***** PROVIDED RECORDS *****

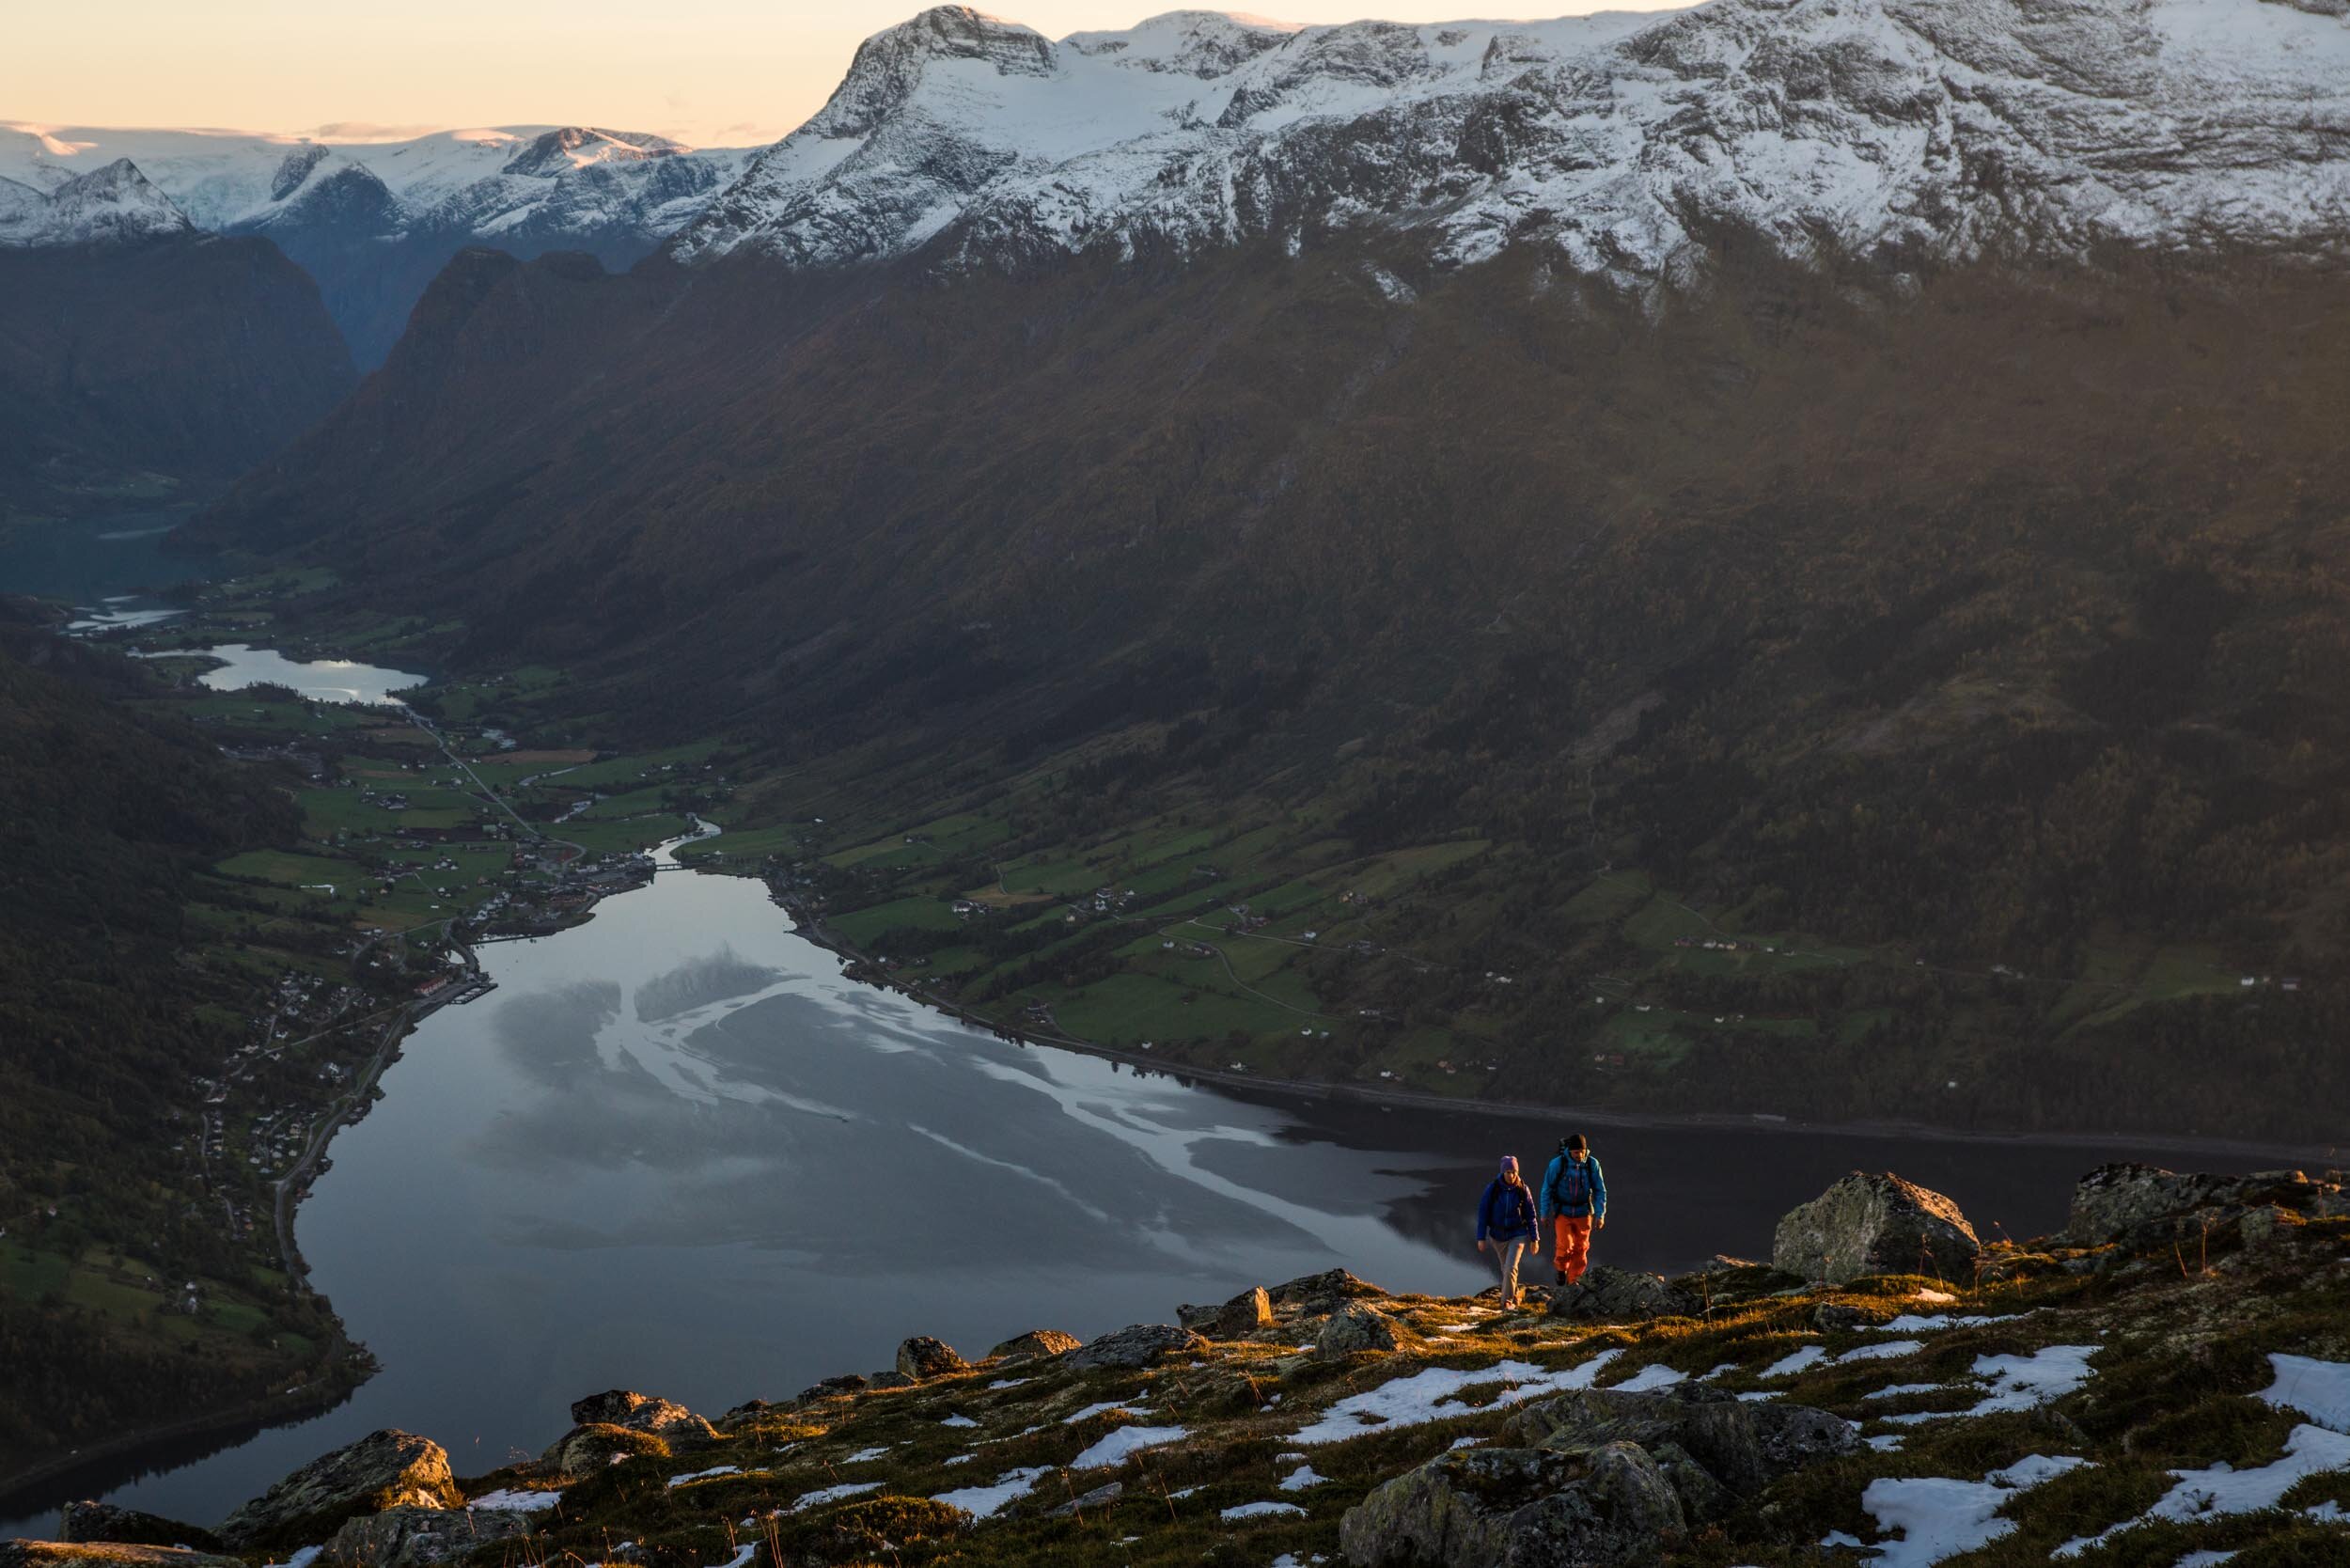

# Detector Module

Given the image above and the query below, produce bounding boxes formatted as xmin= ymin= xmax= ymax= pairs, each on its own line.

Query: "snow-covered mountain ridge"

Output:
xmin=672 ymin=0 xmax=2350 ymax=279
xmin=0 ymin=158 xmax=194 ymax=248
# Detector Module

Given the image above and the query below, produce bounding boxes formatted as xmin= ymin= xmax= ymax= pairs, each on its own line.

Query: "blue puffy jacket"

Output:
xmin=1478 ymin=1178 xmax=1538 ymax=1242
xmin=1538 ymin=1152 xmax=1607 ymax=1222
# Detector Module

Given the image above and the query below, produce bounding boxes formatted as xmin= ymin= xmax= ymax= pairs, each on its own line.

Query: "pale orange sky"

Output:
xmin=8 ymin=0 xmax=1689 ymax=149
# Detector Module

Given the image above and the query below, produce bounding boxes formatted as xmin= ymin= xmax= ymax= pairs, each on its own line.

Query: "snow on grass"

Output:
xmin=1278 ymin=1464 xmax=1325 ymax=1491
xmin=2052 ymin=1422 xmax=2350 ymax=1558
xmin=1837 ymin=1339 xmax=1927 ymax=1363
xmin=940 ymin=1414 xmax=979 ymax=1428
xmin=1223 ymin=1500 xmax=1308 ymax=1521
xmin=789 ymin=1482 xmax=881 ymax=1513
xmin=2174 ymin=1553 xmax=2239 ymax=1567
xmin=943 ymin=1453 xmax=975 ymax=1466
xmin=1612 ymin=1363 xmax=1689 ymax=1393
xmin=1868 ymin=1435 xmax=1906 ymax=1451
xmin=933 ymin=1466 xmax=1053 ymax=1519
xmin=987 ymin=1377 xmax=1029 ymax=1389
xmin=1880 ymin=1314 xmax=2026 ymax=1332
xmin=1882 ymin=1345 xmax=2098 ymax=1426
xmin=1071 ymin=1424 xmax=1191 ymax=1470
xmin=262 ymin=1548 xmax=321 ymax=1568
xmin=2258 ymin=1354 xmax=2350 ymax=1434
xmin=1290 ymin=1352 xmax=1622 ymax=1447
xmin=1914 ymin=1289 xmax=1957 ymax=1304
xmin=705 ymin=1547 xmax=756 ymax=1568
xmin=1867 ymin=1383 xmax=1948 ymax=1402
xmin=464 ymin=1488 xmax=564 ymax=1512
xmin=1761 ymin=1345 xmax=1827 ymax=1378
xmin=1061 ymin=1399 xmax=1138 ymax=1424
xmin=668 ymin=1465 xmax=742 ymax=1488
xmin=1860 ymin=1453 xmax=2089 ymax=1567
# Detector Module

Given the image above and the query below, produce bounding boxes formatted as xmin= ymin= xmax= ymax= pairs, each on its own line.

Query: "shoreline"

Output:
xmin=770 ymin=883 xmax=2343 ymax=1170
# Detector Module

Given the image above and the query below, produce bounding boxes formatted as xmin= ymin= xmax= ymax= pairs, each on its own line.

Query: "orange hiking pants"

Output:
xmin=1552 ymin=1215 xmax=1594 ymax=1284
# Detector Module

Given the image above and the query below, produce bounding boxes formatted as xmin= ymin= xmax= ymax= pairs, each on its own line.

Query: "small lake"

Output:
xmin=165 ymin=644 xmax=425 ymax=707
xmin=0 ymin=834 xmax=2266 ymax=1536
xmin=0 ymin=507 xmax=205 ymax=631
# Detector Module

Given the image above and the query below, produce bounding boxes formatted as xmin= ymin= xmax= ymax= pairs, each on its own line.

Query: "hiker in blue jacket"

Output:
xmin=1476 ymin=1155 xmax=1540 ymax=1308
xmin=1538 ymin=1133 xmax=1608 ymax=1285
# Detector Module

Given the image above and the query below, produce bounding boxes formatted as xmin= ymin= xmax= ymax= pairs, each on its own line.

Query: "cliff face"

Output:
xmin=16 ymin=1166 xmax=2347 ymax=1566
xmin=0 ymin=229 xmax=352 ymax=517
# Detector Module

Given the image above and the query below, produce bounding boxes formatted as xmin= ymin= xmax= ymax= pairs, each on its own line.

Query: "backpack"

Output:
xmin=1550 ymin=1147 xmax=1591 ymax=1210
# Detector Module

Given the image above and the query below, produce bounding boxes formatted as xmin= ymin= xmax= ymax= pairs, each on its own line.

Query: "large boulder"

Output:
xmin=1338 ymin=1440 xmax=1685 ymax=1568
xmin=218 ymin=1430 xmax=462 ymax=1551
xmin=1316 ymin=1302 xmax=1406 ymax=1358
xmin=2065 ymin=1164 xmax=2348 ymax=1248
xmin=1507 ymin=1384 xmax=1857 ymax=1504
xmin=1267 ymin=1269 xmax=1384 ymax=1310
xmin=1 ymin=1546 xmax=243 ymax=1568
xmin=1178 ymin=1286 xmax=1276 ymax=1341
xmin=987 ymin=1329 xmax=1080 ymax=1362
xmin=566 ymin=1390 xmax=715 ymax=1442
xmin=324 ymin=1507 xmax=536 ymax=1568
xmin=1772 ymin=1172 xmax=1980 ymax=1285
xmin=1064 ymin=1323 xmax=1211 ymax=1371
xmin=57 ymin=1505 xmax=219 ymax=1552
xmin=538 ymin=1422 xmax=671 ymax=1478
xmin=895 ymin=1336 xmax=969 ymax=1380
xmin=1545 ymin=1265 xmax=1698 ymax=1323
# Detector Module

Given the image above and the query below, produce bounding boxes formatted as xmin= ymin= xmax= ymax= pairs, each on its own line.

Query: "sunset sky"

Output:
xmin=11 ymin=0 xmax=1688 ymax=149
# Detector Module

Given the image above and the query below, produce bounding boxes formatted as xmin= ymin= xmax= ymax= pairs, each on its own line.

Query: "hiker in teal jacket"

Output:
xmin=1537 ymin=1133 xmax=1607 ymax=1286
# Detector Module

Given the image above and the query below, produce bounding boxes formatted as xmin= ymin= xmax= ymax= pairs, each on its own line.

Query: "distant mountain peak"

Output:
xmin=0 ymin=156 xmax=194 ymax=249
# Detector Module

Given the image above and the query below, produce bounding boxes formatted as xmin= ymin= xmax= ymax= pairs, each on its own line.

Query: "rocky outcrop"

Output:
xmin=568 ymin=1390 xmax=714 ymax=1441
xmin=1178 ymin=1286 xmax=1276 ymax=1340
xmin=1339 ymin=1441 xmax=1686 ymax=1567
xmin=218 ymin=1430 xmax=462 ymax=1551
xmin=539 ymin=1422 xmax=673 ymax=1476
xmin=1316 ymin=1302 xmax=1406 ymax=1357
xmin=1545 ymin=1266 xmax=1698 ymax=1323
xmin=1268 ymin=1269 xmax=1385 ymax=1310
xmin=324 ymin=1507 xmax=536 ymax=1568
xmin=55 ymin=1506 xmax=218 ymax=1552
xmin=1773 ymin=1173 xmax=1980 ymax=1285
xmin=1507 ymin=1385 xmax=1859 ymax=1504
xmin=0 ymin=1547 xmax=243 ymax=1568
xmin=986 ymin=1329 xmax=1080 ymax=1361
xmin=2065 ymin=1165 xmax=2348 ymax=1249
xmin=1064 ymin=1323 xmax=1211 ymax=1371
xmin=896 ymin=1336 xmax=970 ymax=1379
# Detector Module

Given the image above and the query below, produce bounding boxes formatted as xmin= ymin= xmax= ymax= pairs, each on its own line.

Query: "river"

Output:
xmin=0 ymin=826 xmax=2266 ymax=1538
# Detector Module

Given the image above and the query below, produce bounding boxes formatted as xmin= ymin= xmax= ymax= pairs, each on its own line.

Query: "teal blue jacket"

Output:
xmin=1538 ymin=1152 xmax=1607 ymax=1221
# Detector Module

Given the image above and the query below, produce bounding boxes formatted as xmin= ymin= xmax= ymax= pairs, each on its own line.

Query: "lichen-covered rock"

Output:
xmin=1338 ymin=1440 xmax=1685 ymax=1567
xmin=324 ymin=1507 xmax=536 ymax=1568
xmin=218 ymin=1430 xmax=462 ymax=1551
xmin=791 ymin=1374 xmax=870 ymax=1406
xmin=1545 ymin=1265 xmax=1698 ymax=1322
xmin=56 ymin=1504 xmax=219 ymax=1552
xmin=0 ymin=1545 xmax=243 ymax=1568
xmin=2065 ymin=1165 xmax=2348 ymax=1248
xmin=566 ymin=1390 xmax=715 ymax=1443
xmin=1508 ymin=1384 xmax=1857 ymax=1502
xmin=986 ymin=1329 xmax=1080 ymax=1361
xmin=1064 ymin=1323 xmax=1211 ymax=1370
xmin=1178 ymin=1286 xmax=1276 ymax=1340
xmin=1813 ymin=1303 xmax=1873 ymax=1332
xmin=1316 ymin=1302 xmax=1405 ymax=1357
xmin=1773 ymin=1172 xmax=1980 ymax=1285
xmin=1267 ymin=1268 xmax=1384 ymax=1309
xmin=538 ymin=1422 xmax=671 ymax=1477
xmin=895 ymin=1336 xmax=969 ymax=1379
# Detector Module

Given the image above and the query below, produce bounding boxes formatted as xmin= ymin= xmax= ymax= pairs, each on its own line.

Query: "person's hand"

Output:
xmin=1596 ymin=1216 xmax=1607 ymax=1231
xmin=1477 ymin=1238 xmax=1489 ymax=1251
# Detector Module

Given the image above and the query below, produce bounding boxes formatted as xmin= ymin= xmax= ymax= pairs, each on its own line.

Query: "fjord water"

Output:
xmin=172 ymin=644 xmax=422 ymax=705
xmin=2 ymin=836 xmax=2249 ymax=1535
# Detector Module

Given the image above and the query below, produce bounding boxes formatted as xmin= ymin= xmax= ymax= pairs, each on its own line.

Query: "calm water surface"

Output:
xmin=164 ymin=644 xmax=424 ymax=706
xmin=0 ymin=837 xmax=2258 ymax=1536
xmin=0 ymin=507 xmax=202 ymax=628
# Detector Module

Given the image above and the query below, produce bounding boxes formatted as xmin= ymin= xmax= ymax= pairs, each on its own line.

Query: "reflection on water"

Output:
xmin=0 ymin=839 xmax=2264 ymax=1535
xmin=159 ymin=645 xmax=426 ymax=707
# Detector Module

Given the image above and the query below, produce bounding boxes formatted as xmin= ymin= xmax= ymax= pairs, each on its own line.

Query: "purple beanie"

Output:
xmin=1499 ymin=1155 xmax=1520 ymax=1177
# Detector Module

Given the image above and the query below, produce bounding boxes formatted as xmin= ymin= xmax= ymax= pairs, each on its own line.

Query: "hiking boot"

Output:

*****

PROBLEM TO SOLVE
Lines holding "hiking" are the ones to copy; find all of them in the listing.

TASK OUTPUT
Query: "orange hiking pants"
Query: "hiking boot"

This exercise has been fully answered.